__What to produce__: The records beneath should be restated word for word.

__Material to process__:
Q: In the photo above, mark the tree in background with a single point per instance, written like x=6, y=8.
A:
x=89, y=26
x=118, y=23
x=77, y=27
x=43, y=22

__Exercise result__:
Q: In the photo above, mark the tree in background with a single point per instance, written like x=6, y=8.
A:
x=89, y=26
x=118, y=23
x=77, y=27
x=43, y=22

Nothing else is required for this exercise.